# [Compito]
Prosegui il testo sulla crescita delle disuguaglianze sociali in Italia, partendo dopo la sua ultima frase.

━━━ Testo mostrato

La crisi ha portato allo scoperto alcune dinamiche sociali e culturali già evidenti a partire dalla globalizzazione degli anni Novanta. E cioè che era definitivamente terminata la fase di avvicinamento dei redditi e dei consumi tra le diverse classi sociali, iniziata in Italia nel secondo dopoguerra e che aveva fatto sognare uno standard di vita progressivamente migliore per tutti. Dalla recessione dei primi anni ’90 si assistette a una inversione della curva che indica le disuguaglianze (basata su indici come quello di Gini): se prima erano in diminuzione, da allora ripresero a salire e a determinare crescenti diversità di vita tra gli strati sociali. Se aggiungiamo a questo fenomeno, comune a molti paesi occidentali, il fatto che in Italia le disuguaglianze sono storicamente marcate, si comprende come la nuova crisi del 2008 abbia peggiorato un quadro già difficile.

━━━━━━
━━━ Estratti di dati

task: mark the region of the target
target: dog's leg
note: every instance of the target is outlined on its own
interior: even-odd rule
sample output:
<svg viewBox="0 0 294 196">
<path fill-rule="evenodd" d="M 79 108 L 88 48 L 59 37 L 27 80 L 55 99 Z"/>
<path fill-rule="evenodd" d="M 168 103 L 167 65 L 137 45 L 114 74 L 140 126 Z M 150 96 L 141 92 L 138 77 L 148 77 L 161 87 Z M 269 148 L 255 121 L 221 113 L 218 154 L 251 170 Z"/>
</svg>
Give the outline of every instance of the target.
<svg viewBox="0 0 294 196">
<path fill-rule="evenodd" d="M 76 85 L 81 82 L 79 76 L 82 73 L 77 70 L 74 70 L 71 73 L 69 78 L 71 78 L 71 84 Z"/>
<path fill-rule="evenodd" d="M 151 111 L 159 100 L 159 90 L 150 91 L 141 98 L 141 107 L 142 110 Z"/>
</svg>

━━━━━━

# [Risultato dell'esercizio]
I consumi lo mostrano con chiarezza. Le spese «obbligate» si sono allargate rispetto a un secolo fa: ora non comprendono più solo cibo, casa e vestiario ma riguardano anche spese sulla mobilità e le comunicazioni, elementi necessari nella vita urbana moderna, e quindi assorbono risorse a scapito di voci come quelle della cultura e dell’educazione. Il reddito e i consumi di lusso si concentrano nelle fasce sociali superiori, con un vero picco nei percentili più elevati, mentre perdono colpi le classi medie e quelle popolari, segnate dal ristagno economico, da un lavoro precario o anche stabile ma povero, dalla caduta di forme di mobilità sociale. Con riferimento al 2017, l’Istat stima che il decimo delle famiglie più ricche abbia aumentato i propri consumi del 13 per cento dal 2013; nello stesso periodo, il decimo delle famiglie più povere ha perso il 2 per cento.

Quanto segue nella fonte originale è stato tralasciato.